§ **INFORMATION PROVIDED**:
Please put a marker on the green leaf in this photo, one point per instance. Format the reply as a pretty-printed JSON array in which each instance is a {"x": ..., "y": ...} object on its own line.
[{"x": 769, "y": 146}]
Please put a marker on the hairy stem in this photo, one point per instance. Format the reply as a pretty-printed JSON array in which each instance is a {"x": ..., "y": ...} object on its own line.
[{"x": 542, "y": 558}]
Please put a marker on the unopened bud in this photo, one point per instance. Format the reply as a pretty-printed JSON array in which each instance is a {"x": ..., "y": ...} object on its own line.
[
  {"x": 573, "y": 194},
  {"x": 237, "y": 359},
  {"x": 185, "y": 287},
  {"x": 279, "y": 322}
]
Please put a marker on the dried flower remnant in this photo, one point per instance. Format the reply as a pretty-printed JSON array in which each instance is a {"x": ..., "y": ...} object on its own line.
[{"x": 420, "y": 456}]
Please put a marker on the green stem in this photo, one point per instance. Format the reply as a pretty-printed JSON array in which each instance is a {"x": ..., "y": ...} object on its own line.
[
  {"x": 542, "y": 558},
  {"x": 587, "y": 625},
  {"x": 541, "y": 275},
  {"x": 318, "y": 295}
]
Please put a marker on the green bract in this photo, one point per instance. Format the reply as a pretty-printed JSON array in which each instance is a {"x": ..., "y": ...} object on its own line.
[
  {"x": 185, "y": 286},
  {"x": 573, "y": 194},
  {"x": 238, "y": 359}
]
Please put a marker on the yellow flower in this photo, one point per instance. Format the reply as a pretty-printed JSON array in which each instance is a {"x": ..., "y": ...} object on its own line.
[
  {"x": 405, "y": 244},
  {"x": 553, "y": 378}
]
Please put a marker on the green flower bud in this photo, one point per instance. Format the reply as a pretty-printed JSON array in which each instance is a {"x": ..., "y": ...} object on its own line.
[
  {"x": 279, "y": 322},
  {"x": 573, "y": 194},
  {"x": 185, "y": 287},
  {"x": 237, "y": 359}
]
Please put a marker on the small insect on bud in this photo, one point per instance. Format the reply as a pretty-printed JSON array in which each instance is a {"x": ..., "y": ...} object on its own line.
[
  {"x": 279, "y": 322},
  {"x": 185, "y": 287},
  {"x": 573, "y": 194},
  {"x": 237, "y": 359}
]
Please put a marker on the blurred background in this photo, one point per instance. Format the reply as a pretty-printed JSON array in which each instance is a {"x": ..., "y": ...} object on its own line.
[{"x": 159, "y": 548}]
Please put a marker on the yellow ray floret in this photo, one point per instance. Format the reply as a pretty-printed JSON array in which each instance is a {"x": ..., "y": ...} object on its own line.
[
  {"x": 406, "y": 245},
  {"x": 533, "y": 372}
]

§ **WHAT IS NEEDED**: Give back the data above exactly as it appears.

§ **OUTPUT OF THE EXERCISE**:
Please put a marker on the green leaf in this photo, one point per instance. Format the reply as a pretty-printed JSON array in which each instance is a {"x": ..., "y": ...} object on its own line.
[{"x": 769, "y": 146}]
Please put a marker on the hairy stem in this photo, one point per instance. Format the reply as a pretty-printed JSON array in which each instance is a {"x": ..., "y": ...} object on its own line.
[{"x": 542, "y": 558}]
Please put a marker on the unopened bud in this photo, one point per instance. Format the reply as a pretty-printed JSON array in which each instance is a {"x": ..., "y": ...} object on its own line.
[
  {"x": 573, "y": 194},
  {"x": 237, "y": 359},
  {"x": 185, "y": 287},
  {"x": 279, "y": 322}
]
Please put a marker on the dried flower remnant in this photo, one point per instance. Format the reply as a pretty-printed JSON array in which each instance is a {"x": ..., "y": ...} object on its own line.
[{"x": 420, "y": 456}]
Please put a marker on the green stem in this photo, one point per instance. Format the reply as a pretty-printed JSON array in which each instance is a {"x": ..., "y": ...} object on its own line.
[
  {"x": 542, "y": 558},
  {"x": 587, "y": 625},
  {"x": 541, "y": 275},
  {"x": 318, "y": 295}
]
Please put a marker on the green bract in this photo, one point per instance. Format the reply as a pretty-printed JSON array in which each instance is a {"x": ..., "y": ...} object on its own line.
[
  {"x": 185, "y": 286},
  {"x": 573, "y": 194},
  {"x": 238, "y": 359}
]
Please put a marker on the yellow flower in this photo, one point per instance. Format the reply as a pretty-printed JSON array in which each instance is a {"x": ..., "y": ...} object on its own line.
[
  {"x": 405, "y": 244},
  {"x": 553, "y": 378}
]
Please put a marker on the green flower bud in this photo, one point per instance. Format the reply as a pretty-printed JSON array in which each instance is a {"x": ..., "y": ...} object on its own line.
[
  {"x": 279, "y": 322},
  {"x": 573, "y": 194},
  {"x": 185, "y": 287},
  {"x": 237, "y": 359}
]
Please put a marker on the small insect on bud in this photo, one point per instance. Format the reply as a pretty-printed JSON array in which each instance is a {"x": ..., "y": ...} object on its own line.
[
  {"x": 279, "y": 322},
  {"x": 185, "y": 287},
  {"x": 573, "y": 194},
  {"x": 237, "y": 359}
]
Please put a marker on the blurred background in this photo, one point per instance. Format the reply as a pretty-printed JSON array in which each instance is a {"x": ..., "y": ...} object on its own line.
[{"x": 159, "y": 548}]
Please put a marker on the yellow ray floret in this photo, one point per instance. Format the reply as a pretty-printed JSON array in which each instance is a {"x": ..., "y": ...} object on its own line.
[
  {"x": 406, "y": 245},
  {"x": 533, "y": 372}
]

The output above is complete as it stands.